WHAT THE TASK REQUIRES ▸ An identical copy of the data below is needed.

PROVIDED MATERIAL ▸
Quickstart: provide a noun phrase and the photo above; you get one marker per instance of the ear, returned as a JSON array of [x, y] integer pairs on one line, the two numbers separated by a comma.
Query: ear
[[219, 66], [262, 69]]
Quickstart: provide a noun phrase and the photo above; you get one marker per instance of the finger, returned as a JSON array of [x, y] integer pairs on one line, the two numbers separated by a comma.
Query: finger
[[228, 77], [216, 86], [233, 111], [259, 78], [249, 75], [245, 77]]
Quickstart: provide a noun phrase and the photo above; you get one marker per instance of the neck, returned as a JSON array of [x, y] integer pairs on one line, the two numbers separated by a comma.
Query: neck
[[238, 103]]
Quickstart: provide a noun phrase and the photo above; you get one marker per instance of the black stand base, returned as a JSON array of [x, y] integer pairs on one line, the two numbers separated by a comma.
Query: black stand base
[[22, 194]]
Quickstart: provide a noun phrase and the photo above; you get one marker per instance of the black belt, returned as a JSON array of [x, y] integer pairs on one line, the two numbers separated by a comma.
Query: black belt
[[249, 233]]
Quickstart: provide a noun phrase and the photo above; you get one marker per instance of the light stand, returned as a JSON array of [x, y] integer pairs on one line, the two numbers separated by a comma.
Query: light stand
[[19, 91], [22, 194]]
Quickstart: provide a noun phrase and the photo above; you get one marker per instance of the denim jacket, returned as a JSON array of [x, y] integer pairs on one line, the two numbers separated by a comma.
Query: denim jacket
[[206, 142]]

TASK RESULT ▸
Quickstart: provide a noun phrase and the photo above; you get one marker per instance of the ear, returned as a JSON array of [x, y] integer pairs on one line, the two numbers separated by a comma.
Query: ear
[[219, 66], [262, 69]]
Quickstart: provide a noun phrase and the photo above; you get one marker per instance of the finger, returned as a JSON array of [x, y] integer pairs on one line, the two numbers separated by a comma.
Query: finger
[[228, 77], [216, 86], [233, 111], [259, 78], [249, 75], [245, 77]]
Quickstart: provide a noun phrase and the photo above; you get one marker per instance of the neck, returned as a JSON array of [x, y] integer pairs on one line, the two numbers separated by a comma.
Query: neck
[[238, 103]]
Quickstart: provide a noun phrase and the photo above; you get one marker per instance of the black stand base, returned as a JSON array of [x, y] integer pairs on one line, the two numbers separated by a comma.
Query: black stand base
[[22, 194]]
Quickstart: provide a noun phrase and the photo above; you get one marker per instance of the black belt, returned as a JSON array of [x, y] integer pairs on one line, the two numbers separated by a comma.
Query: black belt
[[249, 233]]
Quickstart: provide a noun phrase and the photo above; you get one marker per instance of the light stand, returned as a JSON array of [x, y] integer pairs on one line, the two numbers separated by a comma.
Query: light stand
[[19, 91], [22, 194]]
Quickstart: provide a noun phrase and the photo above; you get one marker per instance of the denim jacket, returned as a JSON array of [x, y] integer pairs on one line, the two numbers separated by a comma.
Query: denim jacket
[[206, 142]]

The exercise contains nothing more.